**EXTRACTED ENTRIES**

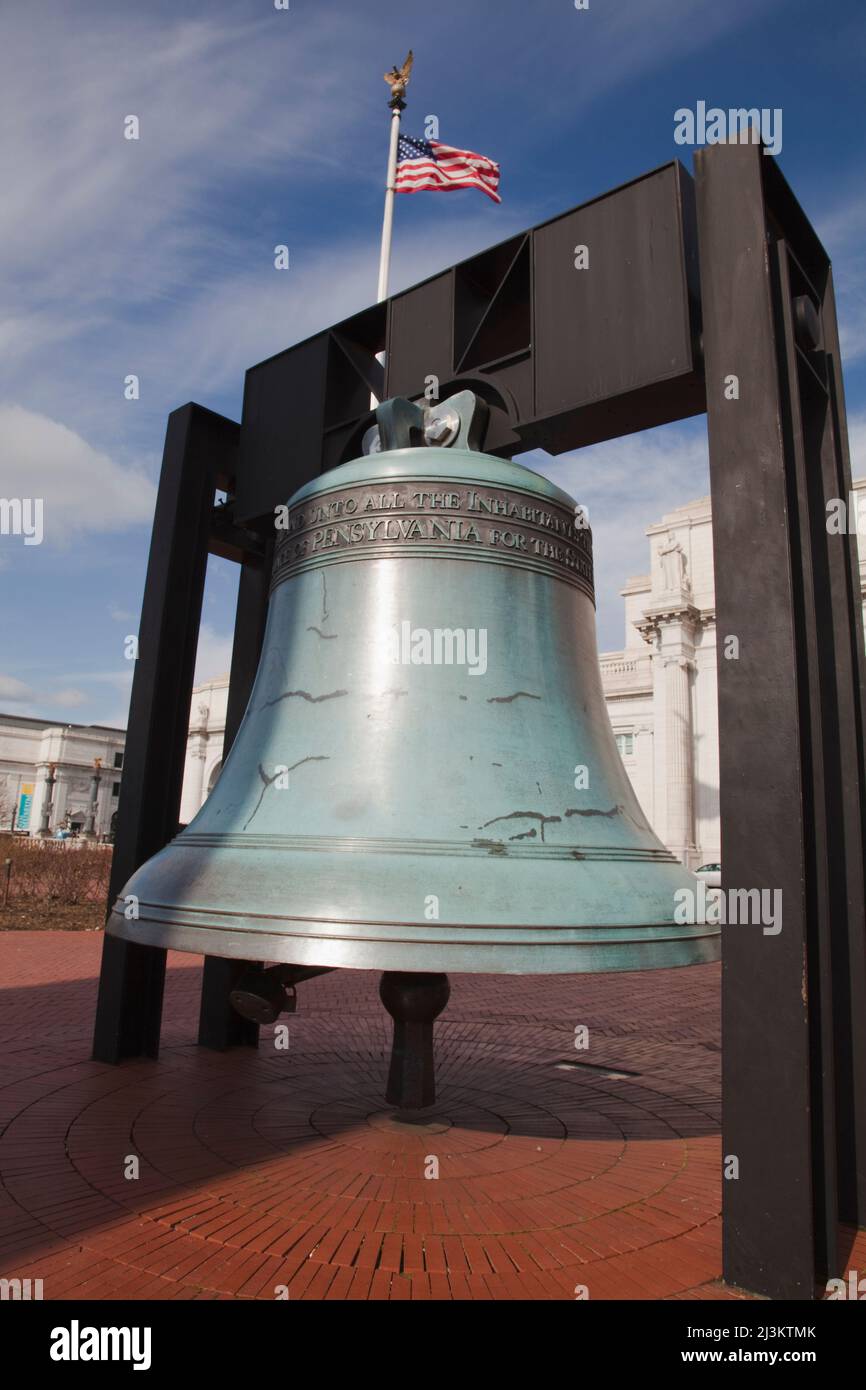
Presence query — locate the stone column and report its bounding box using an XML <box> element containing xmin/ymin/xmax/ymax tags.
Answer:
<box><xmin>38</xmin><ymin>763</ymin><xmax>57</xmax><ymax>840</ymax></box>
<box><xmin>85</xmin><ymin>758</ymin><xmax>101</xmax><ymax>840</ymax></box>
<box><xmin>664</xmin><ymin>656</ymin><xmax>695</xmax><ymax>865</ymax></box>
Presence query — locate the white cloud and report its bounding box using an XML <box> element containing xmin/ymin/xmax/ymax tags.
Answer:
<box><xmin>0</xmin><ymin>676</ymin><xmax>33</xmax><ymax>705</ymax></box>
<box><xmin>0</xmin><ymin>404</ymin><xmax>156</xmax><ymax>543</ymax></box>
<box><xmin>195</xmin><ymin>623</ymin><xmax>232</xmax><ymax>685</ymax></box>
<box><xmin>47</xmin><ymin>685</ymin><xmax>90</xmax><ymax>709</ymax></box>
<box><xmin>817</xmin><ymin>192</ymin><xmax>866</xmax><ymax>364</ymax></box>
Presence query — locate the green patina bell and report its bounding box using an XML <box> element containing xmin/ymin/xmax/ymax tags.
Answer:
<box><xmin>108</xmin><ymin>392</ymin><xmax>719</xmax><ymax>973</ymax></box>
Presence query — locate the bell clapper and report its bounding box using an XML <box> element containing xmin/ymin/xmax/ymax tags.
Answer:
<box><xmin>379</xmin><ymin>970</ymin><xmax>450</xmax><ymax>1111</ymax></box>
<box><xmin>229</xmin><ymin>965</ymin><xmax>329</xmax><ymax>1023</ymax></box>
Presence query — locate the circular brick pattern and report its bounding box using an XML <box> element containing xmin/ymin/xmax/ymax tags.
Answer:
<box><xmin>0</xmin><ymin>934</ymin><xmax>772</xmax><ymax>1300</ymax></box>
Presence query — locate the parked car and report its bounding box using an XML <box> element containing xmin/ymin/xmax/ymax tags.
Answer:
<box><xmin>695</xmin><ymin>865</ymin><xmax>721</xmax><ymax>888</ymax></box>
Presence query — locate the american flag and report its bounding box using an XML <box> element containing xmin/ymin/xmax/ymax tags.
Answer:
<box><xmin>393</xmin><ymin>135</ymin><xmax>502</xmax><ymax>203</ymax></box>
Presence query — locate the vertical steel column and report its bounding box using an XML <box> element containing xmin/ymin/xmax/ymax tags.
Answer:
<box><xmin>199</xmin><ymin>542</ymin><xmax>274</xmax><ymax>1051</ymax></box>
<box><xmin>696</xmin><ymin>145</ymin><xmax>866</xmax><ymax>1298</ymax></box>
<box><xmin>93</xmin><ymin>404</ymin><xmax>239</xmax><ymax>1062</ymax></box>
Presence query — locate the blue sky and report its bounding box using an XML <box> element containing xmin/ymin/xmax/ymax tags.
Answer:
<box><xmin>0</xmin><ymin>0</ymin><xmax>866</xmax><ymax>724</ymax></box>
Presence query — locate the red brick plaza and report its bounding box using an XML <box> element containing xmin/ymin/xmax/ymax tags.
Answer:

**EXERCISE**
Please set out the lines above as a JSON list of strings, one string per line, skipping any blank lines. Leave the picture out of the list.

**EXPECTED ANSWER**
[
  "Presence query — locate the stone column and report its bounding box using an XML <box> element containing xmin/ymin/xmax/ymax tags.",
  "Answer:",
  "<box><xmin>38</xmin><ymin>763</ymin><xmax>57</xmax><ymax>840</ymax></box>",
  "<box><xmin>85</xmin><ymin>758</ymin><xmax>101</xmax><ymax>840</ymax></box>",
  "<box><xmin>664</xmin><ymin>656</ymin><xmax>695</xmax><ymax>865</ymax></box>",
  "Presence query — locate the white cloud and report its bounding box using an XML <box> element containing xmin/ymin/xmax/ymax tags.",
  "Answer:",
  "<box><xmin>0</xmin><ymin>676</ymin><xmax>33</xmax><ymax>705</ymax></box>",
  "<box><xmin>0</xmin><ymin>404</ymin><xmax>156</xmax><ymax>543</ymax></box>",
  "<box><xmin>195</xmin><ymin>623</ymin><xmax>232</xmax><ymax>685</ymax></box>",
  "<box><xmin>47</xmin><ymin>685</ymin><xmax>90</xmax><ymax>709</ymax></box>",
  "<box><xmin>817</xmin><ymin>192</ymin><xmax>866</xmax><ymax>364</ymax></box>",
  "Presence query — locate the green patina bell and report its bounding box using an XML <box> element containing xmin/ymin/xmax/ymax tags.",
  "Answer:",
  "<box><xmin>108</xmin><ymin>392</ymin><xmax>719</xmax><ymax>973</ymax></box>",
  "Presence query — locate the bell clapper and report its bounding box using an XML <box> element containing xmin/ymin/xmax/ymax tags.",
  "Answer:",
  "<box><xmin>379</xmin><ymin>970</ymin><xmax>450</xmax><ymax>1111</ymax></box>",
  "<box><xmin>229</xmin><ymin>965</ymin><xmax>329</xmax><ymax>1023</ymax></box>",
  "Presence query — locate the circular brick pattern and report its bounding box using an XML <box> element containing xmin/ymin/xmax/ymax tags.",
  "Answer:",
  "<box><xmin>0</xmin><ymin>934</ymin><xmax>772</xmax><ymax>1300</ymax></box>",
  "Presence query — locate the parked car and report its bounding box using an XML <box> element containing xmin/ymin/xmax/ymax tags.",
  "Answer:",
  "<box><xmin>695</xmin><ymin>865</ymin><xmax>721</xmax><ymax>888</ymax></box>",
  "Presence query — locate the american flag and report its bounding box using an XML <box> element containing xmin/ymin/xmax/ymax tags.",
  "Answer:",
  "<box><xmin>393</xmin><ymin>135</ymin><xmax>502</xmax><ymax>203</ymax></box>",
  "Presence query — locate the vertical steel column and report its bounding box using an XML <box> element containing xmin/ymin/xmax/ymax tags.",
  "Answer:",
  "<box><xmin>199</xmin><ymin>542</ymin><xmax>274</xmax><ymax>1051</ymax></box>",
  "<box><xmin>696</xmin><ymin>145</ymin><xmax>866</xmax><ymax>1298</ymax></box>",
  "<box><xmin>93</xmin><ymin>404</ymin><xmax>239</xmax><ymax>1062</ymax></box>",
  "Presence query — locate the blue sky and report its bounding box using an XML <box> element containing xmin/ymin/xmax/ymax tags.",
  "Answer:",
  "<box><xmin>0</xmin><ymin>0</ymin><xmax>866</xmax><ymax>724</ymax></box>",
  "Presence query — locate the red brick plaza and report its bounding box using an XML <box> element containing xmin/ymin/xmax/ymax tags.",
  "Answer:"
]